• [Problem to solve] Please repeat every entry that follows, keeping each one exactly the same.

• [Extracted data]
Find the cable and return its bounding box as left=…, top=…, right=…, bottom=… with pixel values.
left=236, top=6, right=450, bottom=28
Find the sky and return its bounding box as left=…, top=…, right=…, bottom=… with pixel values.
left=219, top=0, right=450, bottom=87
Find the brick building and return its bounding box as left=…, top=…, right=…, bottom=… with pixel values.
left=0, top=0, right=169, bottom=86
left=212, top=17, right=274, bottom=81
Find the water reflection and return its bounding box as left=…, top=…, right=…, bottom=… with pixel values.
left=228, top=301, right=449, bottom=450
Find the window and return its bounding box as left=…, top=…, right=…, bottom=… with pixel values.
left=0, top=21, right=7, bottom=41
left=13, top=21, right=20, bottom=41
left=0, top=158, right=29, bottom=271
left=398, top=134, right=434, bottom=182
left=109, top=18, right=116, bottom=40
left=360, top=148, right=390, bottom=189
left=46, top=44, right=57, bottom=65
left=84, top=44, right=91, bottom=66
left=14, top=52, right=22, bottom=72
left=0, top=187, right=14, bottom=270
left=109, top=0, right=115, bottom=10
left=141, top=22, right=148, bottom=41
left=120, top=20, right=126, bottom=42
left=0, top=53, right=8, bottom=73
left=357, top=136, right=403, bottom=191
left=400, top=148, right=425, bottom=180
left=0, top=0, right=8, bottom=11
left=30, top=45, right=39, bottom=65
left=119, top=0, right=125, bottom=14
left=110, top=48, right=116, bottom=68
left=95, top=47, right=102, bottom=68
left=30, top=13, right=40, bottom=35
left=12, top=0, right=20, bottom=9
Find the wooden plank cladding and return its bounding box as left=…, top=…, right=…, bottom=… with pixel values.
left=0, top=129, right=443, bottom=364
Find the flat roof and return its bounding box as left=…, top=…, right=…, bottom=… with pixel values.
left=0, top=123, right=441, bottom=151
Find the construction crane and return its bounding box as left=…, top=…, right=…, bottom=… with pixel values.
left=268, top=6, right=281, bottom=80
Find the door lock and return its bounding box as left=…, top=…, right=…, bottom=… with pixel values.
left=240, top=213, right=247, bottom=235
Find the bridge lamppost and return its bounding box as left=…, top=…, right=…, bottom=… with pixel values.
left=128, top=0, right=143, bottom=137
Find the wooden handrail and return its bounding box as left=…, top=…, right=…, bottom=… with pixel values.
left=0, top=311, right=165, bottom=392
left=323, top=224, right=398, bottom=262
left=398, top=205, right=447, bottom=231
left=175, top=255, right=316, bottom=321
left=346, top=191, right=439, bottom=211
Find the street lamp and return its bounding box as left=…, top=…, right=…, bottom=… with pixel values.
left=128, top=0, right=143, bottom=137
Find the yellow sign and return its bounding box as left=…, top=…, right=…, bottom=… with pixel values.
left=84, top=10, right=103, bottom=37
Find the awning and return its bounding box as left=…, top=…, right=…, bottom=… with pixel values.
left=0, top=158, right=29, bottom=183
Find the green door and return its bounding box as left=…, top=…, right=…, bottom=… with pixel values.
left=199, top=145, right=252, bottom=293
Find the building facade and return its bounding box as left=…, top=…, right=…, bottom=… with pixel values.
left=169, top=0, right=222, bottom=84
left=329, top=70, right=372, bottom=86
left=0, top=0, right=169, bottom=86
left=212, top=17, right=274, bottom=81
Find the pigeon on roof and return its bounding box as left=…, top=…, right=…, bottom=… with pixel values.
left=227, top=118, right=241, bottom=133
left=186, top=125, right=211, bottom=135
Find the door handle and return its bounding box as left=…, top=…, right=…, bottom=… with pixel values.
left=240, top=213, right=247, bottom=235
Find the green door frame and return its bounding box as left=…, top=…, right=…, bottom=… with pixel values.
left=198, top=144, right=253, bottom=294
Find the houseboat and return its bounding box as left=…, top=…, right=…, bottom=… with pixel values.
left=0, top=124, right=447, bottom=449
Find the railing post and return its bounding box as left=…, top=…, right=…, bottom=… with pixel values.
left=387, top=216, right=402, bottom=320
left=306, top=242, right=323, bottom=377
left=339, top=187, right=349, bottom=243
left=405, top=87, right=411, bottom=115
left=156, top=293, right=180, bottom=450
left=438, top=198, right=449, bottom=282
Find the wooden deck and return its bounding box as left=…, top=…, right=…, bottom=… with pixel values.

• [Exercise response]
Find the cable and return its bounding box as left=…, top=…, right=…, bottom=… with pixel values.
left=236, top=6, right=450, bottom=28
Find the sky and return its bounding box as left=…, top=…, right=…, bottom=… with pixel values.
left=219, top=0, right=450, bottom=87
Find the brick building and return its bounding box as left=…, top=…, right=…, bottom=… with pixel values.
left=0, top=0, right=169, bottom=86
left=212, top=17, right=274, bottom=81
Find the water reflection and return its bounding box as left=…, top=…, right=…, bottom=… with pixel values.
left=228, top=301, right=449, bottom=450
Find the window and return its bounding box as left=…, top=…, right=…, bottom=… with pixel values.
left=0, top=21, right=7, bottom=41
left=13, top=21, right=20, bottom=41
left=0, top=158, right=29, bottom=271
left=398, top=134, right=434, bottom=182
left=109, top=18, right=116, bottom=40
left=360, top=148, right=390, bottom=189
left=46, top=44, right=57, bottom=65
left=84, top=44, right=91, bottom=66
left=14, top=52, right=22, bottom=72
left=0, top=187, right=14, bottom=270
left=109, top=0, right=115, bottom=10
left=141, top=22, right=148, bottom=41
left=120, top=20, right=126, bottom=42
left=0, top=53, right=8, bottom=73
left=357, top=136, right=403, bottom=191
left=400, top=148, right=425, bottom=180
left=0, top=0, right=8, bottom=11
left=30, top=45, right=39, bottom=65
left=119, top=0, right=125, bottom=14
left=110, top=48, right=116, bottom=68
left=95, top=47, right=102, bottom=68
left=30, top=13, right=40, bottom=35
left=12, top=0, right=20, bottom=9
Find the wooden plank cladding and return its bounding box as left=…, top=…, right=…, bottom=… with pixel values.
left=0, top=129, right=443, bottom=364
Find the flat roof and return its bounding box as left=…, top=…, right=…, bottom=… with pixel values.
left=0, top=123, right=441, bottom=151
Find the construction crane and return its bounding box as left=…, top=…, right=…, bottom=… with pixel values.
left=268, top=6, right=281, bottom=80
Find the door lock and return its bounding box as left=…, top=…, right=…, bottom=… with pixel values.
left=240, top=213, right=247, bottom=235
Find the bridge lamppost and return its bounding box as left=…, top=…, right=…, bottom=… with pixel values.
left=128, top=0, right=143, bottom=137
Find the wooden handrail and return its bounding box as left=…, top=…, right=…, bottom=… with pixel values.
left=0, top=311, right=165, bottom=392
left=323, top=224, right=398, bottom=262
left=398, top=205, right=447, bottom=231
left=175, top=255, right=316, bottom=321
left=346, top=191, right=439, bottom=211
Find the street lamp and return its bounding box as left=…, top=…, right=…, bottom=… with pixel values.
left=128, top=0, right=143, bottom=137
Find the yellow sign and return its bounding box as left=…, top=…, right=…, bottom=… with pixel values.
left=84, top=10, right=103, bottom=37
Find the awning and return its bounding box as left=…, top=…, right=…, bottom=… with pixel values.
left=0, top=158, right=29, bottom=183
Find the green door and return its bounding box as left=…, top=…, right=…, bottom=… with pixel values.
left=199, top=145, right=252, bottom=293
Find the building facade and return its bounding box as left=…, top=…, right=…, bottom=… with pixel values.
left=169, top=0, right=222, bottom=84
left=329, top=70, right=372, bottom=86
left=0, top=0, right=169, bottom=86
left=212, top=17, right=274, bottom=81
Find the pigeon on roof and return its bounding box as left=…, top=…, right=…, bottom=… with pixel values.
left=227, top=118, right=241, bottom=133
left=186, top=125, right=211, bottom=135
Find the door handle and return its bounding box as left=…, top=…, right=…, bottom=… with pixel values.
left=240, top=213, right=247, bottom=235
Find the green door frame and return its bounding box as left=…, top=…, right=…, bottom=… with pixel values.
left=198, top=144, right=253, bottom=294
Find the houseboat and return its bounding box as left=…, top=…, right=…, bottom=… with pixel values.
left=0, top=124, right=447, bottom=449
Find the railing post and return its bounding box as left=…, top=…, right=…, bottom=… with pixel values.
left=387, top=216, right=402, bottom=320
left=306, top=242, right=323, bottom=377
left=339, top=187, right=349, bottom=243
left=405, top=87, right=411, bottom=115
left=156, top=293, right=180, bottom=450
left=438, top=198, right=449, bottom=282
Find the wooden deck and return its bounding box as left=…, top=…, right=…, bottom=… with pixel values.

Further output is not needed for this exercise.